Problem
Transcribe the entries below word for word, beginning at the line with "[127, 140, 146, 150]" and stopping after the line with "Detect: black chair"; drop all pictures.

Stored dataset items
————
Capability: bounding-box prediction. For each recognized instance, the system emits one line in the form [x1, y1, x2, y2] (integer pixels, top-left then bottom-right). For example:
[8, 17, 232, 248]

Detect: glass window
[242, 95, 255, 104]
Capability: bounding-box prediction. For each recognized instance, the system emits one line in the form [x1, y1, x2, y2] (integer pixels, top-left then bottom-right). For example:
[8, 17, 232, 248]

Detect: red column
————
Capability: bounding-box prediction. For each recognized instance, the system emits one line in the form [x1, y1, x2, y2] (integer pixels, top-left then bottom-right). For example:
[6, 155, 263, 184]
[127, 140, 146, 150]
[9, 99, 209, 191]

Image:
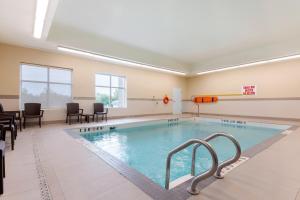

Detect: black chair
————
Response to this task
[127, 140, 146, 150]
[9, 99, 209, 191]

Image:

Detect: black chair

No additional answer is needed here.